### Your objective:
Please switch "farthest" to "deepest" everywhere in the lines below and give all the lines again with nothing else changed.

--------------------------------------------------

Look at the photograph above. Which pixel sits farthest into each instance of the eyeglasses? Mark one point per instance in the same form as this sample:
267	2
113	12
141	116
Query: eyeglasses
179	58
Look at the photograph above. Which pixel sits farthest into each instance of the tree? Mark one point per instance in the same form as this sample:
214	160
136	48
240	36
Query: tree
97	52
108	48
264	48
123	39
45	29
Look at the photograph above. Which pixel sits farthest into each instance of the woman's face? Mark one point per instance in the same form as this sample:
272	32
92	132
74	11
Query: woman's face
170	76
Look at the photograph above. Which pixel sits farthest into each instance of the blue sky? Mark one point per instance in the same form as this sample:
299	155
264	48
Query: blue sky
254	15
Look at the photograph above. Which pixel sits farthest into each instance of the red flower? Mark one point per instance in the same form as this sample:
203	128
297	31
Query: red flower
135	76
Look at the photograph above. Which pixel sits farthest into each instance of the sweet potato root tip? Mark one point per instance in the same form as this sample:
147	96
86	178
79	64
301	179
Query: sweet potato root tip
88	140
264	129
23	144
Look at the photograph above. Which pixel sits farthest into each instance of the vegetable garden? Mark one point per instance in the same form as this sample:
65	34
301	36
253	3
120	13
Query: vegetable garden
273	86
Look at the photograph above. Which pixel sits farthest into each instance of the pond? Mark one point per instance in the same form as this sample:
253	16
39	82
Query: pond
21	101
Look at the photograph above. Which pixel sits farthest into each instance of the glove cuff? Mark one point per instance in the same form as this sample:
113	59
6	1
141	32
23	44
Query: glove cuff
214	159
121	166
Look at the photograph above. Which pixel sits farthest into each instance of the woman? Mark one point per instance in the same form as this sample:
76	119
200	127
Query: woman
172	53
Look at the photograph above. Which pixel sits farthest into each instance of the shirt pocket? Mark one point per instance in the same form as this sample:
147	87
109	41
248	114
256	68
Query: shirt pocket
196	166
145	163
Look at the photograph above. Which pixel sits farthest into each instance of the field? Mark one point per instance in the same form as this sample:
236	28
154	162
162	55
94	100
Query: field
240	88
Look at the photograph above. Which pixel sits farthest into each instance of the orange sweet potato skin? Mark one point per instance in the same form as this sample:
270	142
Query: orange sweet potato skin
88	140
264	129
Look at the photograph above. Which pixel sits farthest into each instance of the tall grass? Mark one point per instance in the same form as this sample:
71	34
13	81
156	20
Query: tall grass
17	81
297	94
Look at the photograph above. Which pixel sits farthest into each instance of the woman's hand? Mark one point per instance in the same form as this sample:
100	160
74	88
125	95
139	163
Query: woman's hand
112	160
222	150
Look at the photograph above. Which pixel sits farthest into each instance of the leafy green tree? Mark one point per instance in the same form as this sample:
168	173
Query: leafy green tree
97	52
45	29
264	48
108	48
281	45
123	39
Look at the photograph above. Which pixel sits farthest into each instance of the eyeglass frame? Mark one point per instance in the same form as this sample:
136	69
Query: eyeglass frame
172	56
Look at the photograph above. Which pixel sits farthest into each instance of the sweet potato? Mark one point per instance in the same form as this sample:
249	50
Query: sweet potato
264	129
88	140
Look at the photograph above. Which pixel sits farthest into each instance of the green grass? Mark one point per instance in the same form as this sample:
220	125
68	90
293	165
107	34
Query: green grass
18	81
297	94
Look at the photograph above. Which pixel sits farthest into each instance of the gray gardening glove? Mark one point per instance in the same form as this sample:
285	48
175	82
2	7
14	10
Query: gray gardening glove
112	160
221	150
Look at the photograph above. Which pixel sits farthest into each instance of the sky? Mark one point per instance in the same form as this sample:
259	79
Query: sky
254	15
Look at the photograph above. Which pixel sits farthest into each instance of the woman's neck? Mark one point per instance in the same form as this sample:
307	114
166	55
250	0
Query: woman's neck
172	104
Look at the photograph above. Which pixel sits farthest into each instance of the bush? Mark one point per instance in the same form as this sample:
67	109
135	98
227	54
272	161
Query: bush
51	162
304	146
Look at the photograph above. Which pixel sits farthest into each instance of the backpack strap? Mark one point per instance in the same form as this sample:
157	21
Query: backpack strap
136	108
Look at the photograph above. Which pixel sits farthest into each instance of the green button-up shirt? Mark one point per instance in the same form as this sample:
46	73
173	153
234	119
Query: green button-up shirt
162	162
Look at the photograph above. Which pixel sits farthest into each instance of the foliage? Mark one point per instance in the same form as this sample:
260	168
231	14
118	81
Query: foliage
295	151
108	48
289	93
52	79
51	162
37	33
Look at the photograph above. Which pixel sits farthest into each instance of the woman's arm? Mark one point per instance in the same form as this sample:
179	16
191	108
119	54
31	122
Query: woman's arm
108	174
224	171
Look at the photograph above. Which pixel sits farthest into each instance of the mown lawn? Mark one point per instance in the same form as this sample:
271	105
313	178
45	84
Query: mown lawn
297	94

--------------------------------------------------

### The reply:
Look at the photograph above. Which pixel sits deepest into each instance of the eyeglasses? Mark one point per instance in the same form as this sample:
267	2
113	12
141	116
Query: eyeglasses
179	58
Look at the photograph above. Which pixel sits deepest into each instance of the tree? Mark one point per instance in the same form as this sample:
214	160
136	48
240	36
Query: tree
97	52
108	48
264	48
123	39
45	29
Look at the photograph above. Which pixel sits deepest into each instance of the woman's face? Mark one point per instance in the same form as this sample:
272	32
92	132
74	11
Query: woman's face
170	76
Look at the photograph above. Which pixel sits deepest into each instance of the blue sky? Mark one point per instance in the same form as this sample:
299	155
264	48
Query: blue sky
254	15
Look at the photograph above. Which pixel sits deepest into each instance of the red flower? Mark one point per instance in the same form as this sample:
203	128
297	31
Query: red flower
135	76
Look at the photograph above. Which pixel sits deepest into each instance of the sweet potato root tip? Mark one point per instance in the same form as this sample:
147	96
86	178
79	64
301	179
Query: sweet potato root tip
88	140
264	129
23	144
Look at the photograph above. Which pixel sits deepest into each instance of the vegetable garden? Mark one point per instance in the same form as this sample:
65	34
301	36
253	3
120	13
Query: vegetable garden
273	86
Look at the photograph above. Which pixel sits deepest into each instance of the pond? Mark one point per instance in the same form as this sample:
253	16
39	82
Query: pond
21	101
Look at the photograph above. Which pixel sits deepest into each instance of the glove cuff? Mark one point per instance in the same form as this sample:
113	59
6	1
141	32
23	44
Query: glove cuff
214	159
121	166
Look at the photograph above. Which pixel sits deepest into each instance of the woman? Mark one point per instance in the same form as this sample:
76	119
200	127
Query: woman
172	53
Look at the photograph above. Which pixel sits deepest into each instance of the shirt pocket? Mark one point per instance in the same form as this sample:
147	87
109	41
248	114
256	68
Query: shirt pocket
196	166
145	163
Look at the photograph above. Which pixel sits deepest into each instance of the field? Mark one point per instance in the same form as this sample:
236	28
154	162
162	55
94	100
Query: field
240	88
Look at the photograph above. Which pixel sits deepest into each instance of the orange sweet potato skin? Mark one point per instance in the same form as this sample:
270	142
Query: orange sweet potato skin
88	140
264	129
Look at the photograph above. Which pixel sits deepest into each instance of the tall grass? Mark one point per instance in the same form as this sample:
71	34
13	81
156	20
Query: tall grass
17	81
297	94
Look at the photograph above. Which pixel sits deepest into each instance of the woman's hand? Mark one point per instance in the same form as this sample:
100	160
74	88
125	95
139	163
Query: woman's hand
112	160
222	150
Look at the photograph above. Which pixel sits deepest into each instance of the leafy green tree? Mark one point per instance in the same form as this sample:
168	173
Query: leafy green tree
97	52
45	29
264	48
108	48
281	45
123	39
Look at the photograph above. Which pixel sits deepest into each instance of the eyeglass frame? Mark one point per instance in the same form as this sample:
136	69
Query: eyeglass frame
172	56
Look at the photograph above. Which pixel sits deepest into each instance of the sweet potato? Mark one point per instance in the same form as this sample:
249	50
Query: sweet potato
264	129
88	140
Look at the photograph above. Which pixel sits deepest into each instance of the green grass? Mark one point per instance in the same form as this sample:
220	125
68	90
293	165
107	34
Query: green grass
18	81
297	94
Look at the photograph above. Which pixel sits deepest into each instance of the gray gardening glove? Mark one point per instance in the same form as this sample:
285	48
175	82
2	7
14	10
Query: gray gardening glove
112	160
221	150
Look at the photograph above. Which pixel sits deepest into each instance of the sky? Mark one point per instance in the same form as this sample:
259	79
Query: sky
254	15
Look at the photograph above. Which pixel sits deepest into each instance of the woman's neck? Mark one point per instance in the same form as this sample:
307	114
166	55
250	0
Query: woman's neck
172	104
Look at the photograph above. Which pixel sits deepest into each instance of the bush? Mark one point per instance in the same form as this sample:
67	109
135	98
227	54
272	161
Query: bush
51	162
304	146
Look at the photograph above. Which pixel sits deepest into each instance of the backpack strap? Mark one point per instance in the same form as this sample:
157	21
Query: backpack strap
136	108
Look at the photograph above. Which pixel sits deepest into each instance of the green button-up shirt? Mark one point per instance in the same form as this sample:
46	73
173	153
234	119
Query: green button-up shirt
162	162
Look at the photograph above. Which pixel sits deepest into each instance of the foliage? Mark one point per instance in the same form as this sample:
260	168
231	14
118	81
Query: foliage
295	151
108	48
289	93
52	79
51	162
37	33
Look at the photograph above. Which pixel sits deepest into each instance of the woman's arm? Mark one point per instance in the same form as this sample:
179	16
191	108
119	54
31	122
Query: woman's arm
108	174
224	171
Look at the photograph above. Which pixel sits deepest into each instance of the mown lawn? Mark one point per instance in the same form as this sample:
271	105
313	178
45	84
Query: mown lawn
297	94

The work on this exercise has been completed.